Copy out all the records exactly.
━━━ INPUT DATA ━━━
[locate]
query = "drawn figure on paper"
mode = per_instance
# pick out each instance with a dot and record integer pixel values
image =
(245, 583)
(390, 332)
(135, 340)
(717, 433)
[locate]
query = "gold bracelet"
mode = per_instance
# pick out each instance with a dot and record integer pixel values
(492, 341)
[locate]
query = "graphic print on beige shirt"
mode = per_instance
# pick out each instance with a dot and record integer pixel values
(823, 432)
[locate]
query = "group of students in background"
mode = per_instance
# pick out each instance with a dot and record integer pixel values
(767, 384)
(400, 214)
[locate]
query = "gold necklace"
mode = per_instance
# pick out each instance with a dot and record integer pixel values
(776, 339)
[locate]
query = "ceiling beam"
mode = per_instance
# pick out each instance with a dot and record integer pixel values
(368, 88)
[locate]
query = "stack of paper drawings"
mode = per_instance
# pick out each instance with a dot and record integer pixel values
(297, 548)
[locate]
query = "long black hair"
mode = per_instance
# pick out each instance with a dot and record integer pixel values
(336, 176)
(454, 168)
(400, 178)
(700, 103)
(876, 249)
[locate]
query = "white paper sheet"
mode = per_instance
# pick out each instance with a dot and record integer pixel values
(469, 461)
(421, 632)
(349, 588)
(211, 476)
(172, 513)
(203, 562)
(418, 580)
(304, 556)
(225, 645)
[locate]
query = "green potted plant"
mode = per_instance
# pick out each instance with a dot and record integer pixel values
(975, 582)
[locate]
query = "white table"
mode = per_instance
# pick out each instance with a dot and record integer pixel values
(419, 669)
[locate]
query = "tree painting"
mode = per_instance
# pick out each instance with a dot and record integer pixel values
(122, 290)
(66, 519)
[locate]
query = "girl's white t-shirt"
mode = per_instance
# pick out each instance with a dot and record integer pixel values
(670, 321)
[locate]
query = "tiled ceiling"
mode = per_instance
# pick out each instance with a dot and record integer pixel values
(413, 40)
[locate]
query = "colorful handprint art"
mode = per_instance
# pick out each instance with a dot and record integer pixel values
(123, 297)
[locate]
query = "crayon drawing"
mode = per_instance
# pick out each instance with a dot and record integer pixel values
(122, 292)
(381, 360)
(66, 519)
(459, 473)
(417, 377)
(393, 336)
━━━
SOLVED EXERCISE
[locate]
query = "drawn figure on paper"
mode = per_instance
# pick out each instance with a dot and record integer pixel values
image =
(245, 583)
(390, 332)
(135, 340)
(717, 433)
[locate]
query = "gold bracelet"
mode = per_instance
# pick out each instance with a dot and record integer pixel values
(492, 341)
[locate]
query = "graphic print on beige shirt"
mode = per_instance
# pick out each instance with a dot and record integer pixel values
(823, 432)
[locate]
query = "group of students in background"
mode = per_instance
# pick out each instance with a dot and record integer pixel values
(767, 384)
(400, 214)
[locate]
query = "gold necklace"
mode = per_instance
# pick out each instance with a dot and record integer pixel values
(776, 339)
[locate]
query = "ceiling beam"
mode = per_instance
# pick out each instance with a dot and record integer pixel values
(368, 88)
[locate]
query = "stack of paper drawings"
mode = per_instance
# pick out each instance with a dot and record integer pixel values
(297, 548)
[locate]
query = "long black hair"
mode = per_instance
# pick out each instance with a dot and record integer pixel values
(336, 176)
(454, 168)
(400, 178)
(700, 103)
(876, 249)
[locate]
query = "white paper sheet"
mode = per_instance
# pick out each instance with a dot and record integer pixel values
(469, 461)
(421, 632)
(349, 588)
(211, 476)
(172, 513)
(203, 562)
(418, 580)
(304, 556)
(225, 645)
[locate]
query = "green potted plant"
mode = per_instance
# pick out each instance with a dot and record integer pixel values
(975, 582)
[locate]
query = "white table"
mode = per_instance
# pick out each instance with a dot and record integer pixel values
(419, 669)
[locate]
query = "tree painting"
mode = per_instance
# pick out each instance with a dot and record integer pixel values
(122, 290)
(66, 519)
[locate]
query = "girl's white t-shirt"
mode = per_instance
# pick out each instance with a dot and record integer pixel values
(670, 321)
[locate]
query = "tiled ceiling"
mode = per_instance
# pick out each instance with a dot and record integer pixel values
(413, 40)
[locate]
query = "colorful handprint art"
mode = per_instance
# pick out each instance with a dot and record integer pixel values
(123, 297)
[locate]
query = "crayon drawing"
mode = per_instance
# pick out each instance with a dot and record integer pixel values
(122, 292)
(381, 360)
(66, 519)
(459, 473)
(417, 377)
(393, 336)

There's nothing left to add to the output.